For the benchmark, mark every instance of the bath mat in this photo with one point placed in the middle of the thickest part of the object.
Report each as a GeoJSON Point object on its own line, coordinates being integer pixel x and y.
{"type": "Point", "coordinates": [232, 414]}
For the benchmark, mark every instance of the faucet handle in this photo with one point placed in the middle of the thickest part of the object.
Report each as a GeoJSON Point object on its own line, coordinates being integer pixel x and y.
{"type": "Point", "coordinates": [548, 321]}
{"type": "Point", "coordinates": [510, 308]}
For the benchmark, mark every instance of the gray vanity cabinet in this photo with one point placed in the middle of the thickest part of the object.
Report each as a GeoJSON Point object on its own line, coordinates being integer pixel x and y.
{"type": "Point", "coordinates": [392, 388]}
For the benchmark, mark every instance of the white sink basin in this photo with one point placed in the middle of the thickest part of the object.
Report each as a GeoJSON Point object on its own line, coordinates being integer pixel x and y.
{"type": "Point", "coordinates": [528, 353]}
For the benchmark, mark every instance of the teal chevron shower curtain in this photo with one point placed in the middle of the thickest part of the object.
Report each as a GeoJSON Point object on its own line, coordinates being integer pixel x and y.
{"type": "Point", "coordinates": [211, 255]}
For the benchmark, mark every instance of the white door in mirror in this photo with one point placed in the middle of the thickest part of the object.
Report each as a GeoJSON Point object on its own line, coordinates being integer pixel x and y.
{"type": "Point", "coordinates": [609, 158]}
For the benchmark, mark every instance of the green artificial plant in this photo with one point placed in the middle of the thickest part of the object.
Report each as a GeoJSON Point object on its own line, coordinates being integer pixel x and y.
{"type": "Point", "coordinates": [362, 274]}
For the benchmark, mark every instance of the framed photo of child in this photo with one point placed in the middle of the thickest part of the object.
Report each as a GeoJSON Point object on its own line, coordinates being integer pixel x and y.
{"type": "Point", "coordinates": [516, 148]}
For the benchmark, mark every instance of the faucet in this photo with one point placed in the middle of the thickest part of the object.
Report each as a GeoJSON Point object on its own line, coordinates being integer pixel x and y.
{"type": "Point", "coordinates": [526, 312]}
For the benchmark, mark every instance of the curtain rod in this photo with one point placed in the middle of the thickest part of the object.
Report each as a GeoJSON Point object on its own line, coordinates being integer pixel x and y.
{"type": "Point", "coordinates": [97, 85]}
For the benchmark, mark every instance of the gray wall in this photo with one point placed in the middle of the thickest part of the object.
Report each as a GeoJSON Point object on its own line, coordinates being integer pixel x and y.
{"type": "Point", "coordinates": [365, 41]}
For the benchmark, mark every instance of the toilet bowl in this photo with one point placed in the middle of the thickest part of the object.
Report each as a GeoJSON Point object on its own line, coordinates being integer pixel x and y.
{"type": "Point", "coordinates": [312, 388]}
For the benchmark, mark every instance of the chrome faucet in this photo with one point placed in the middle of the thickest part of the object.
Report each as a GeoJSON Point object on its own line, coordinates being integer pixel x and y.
※ ※ ※
* [INSTRUCTIONS FOR THE TASK]
Print out every record again, exactly and in full.

* [CORRECT ANSWER]
For the benchmark, mark every instance of the bath mat in this photo with one point placed in the middle of the thickest part of the object.
Report each as a GeoJSON Point object on its own line, coordinates being integer pixel x and y.
{"type": "Point", "coordinates": [232, 414]}
For the benchmark, mark every instance of the faucet handle in this photo with one point placed in the middle of the thickest part of the object.
Report each as a GeoJSON Point object on its own line, coordinates being integer pixel x and y.
{"type": "Point", "coordinates": [548, 321]}
{"type": "Point", "coordinates": [510, 308]}
For the benchmark, mark every instance of the gray vanity cabinet in this photo with one point placed in the middle of the thickest part of the object.
Report each as a GeoJSON Point object on its own line, coordinates being integer pixel x and y.
{"type": "Point", "coordinates": [392, 388]}
For the benchmark, mark every instance of the white sink basin in this photo with one point placed in the middle of the thickest part of the object.
Report each as a GeoJSON Point object on its own line, coordinates being integer pixel x and y.
{"type": "Point", "coordinates": [528, 353]}
For the benchmark, mark every instance of the teal chevron shower curtain in this photo with one point placed in the middle of the thickest part of the object.
Report each as a GeoJSON Point object on its own line, coordinates being integer pixel x and y.
{"type": "Point", "coordinates": [211, 255]}
For the benchmark, mark every instance of the white door in mirror in this photo with one point placed in the middle of the thickest part of the object.
Report each as a GeoJSON Point object on its own line, coordinates being integer pixel x and y.
{"type": "Point", "coordinates": [609, 158]}
For the benchmark, mark every instance of the green artificial plant in this photo with one point placed in the middle of the thickest part of the object.
Report each as a GeoJSON Point object on its own line, coordinates being integer pixel x and y.
{"type": "Point", "coordinates": [362, 274]}
For the benchmark, mark every instance of the framed photo of child in this photo with one point placed in the middle of the thickest part of the object.
Report each as a GeoJSON Point object on its own line, coordinates being integer pixel x and y.
{"type": "Point", "coordinates": [516, 148]}
For the benchmark, mark every instance of the faucet in this photo with one point placed in the middle of the thickest part of the object.
Report each as a GeoJSON Point object on its own line, coordinates being integer pixel x and y.
{"type": "Point", "coordinates": [526, 312]}
For the benchmark, mark every instance of the curtain rod in this photo with one point placed in the middle of the thickest part of the object.
Report each as a GeoJSON Point object on its own line, coordinates being integer pixel x and y.
{"type": "Point", "coordinates": [97, 85]}
For the benchmark, mark every instance of the gray wall in this photo with one point placed in the middle of the thickest part of the object.
Report each as a GeoJSON Point object on its own line, coordinates being integer pixel x and y.
{"type": "Point", "coordinates": [365, 41]}
For the benchmark, mark every instance of the toilet bowl in this photo with one point placed in the middle of the thickest part of the object.
Report each as a GeoJSON Point object on its own line, coordinates being integer pixel x and y.
{"type": "Point", "coordinates": [312, 388]}
For the benchmark, mark every instance of the chrome faucet in this photo with one point placed in the middle of the thickest part of the object.
Report each as a GeoJSON Point object on its own line, coordinates being integer pixel x and y.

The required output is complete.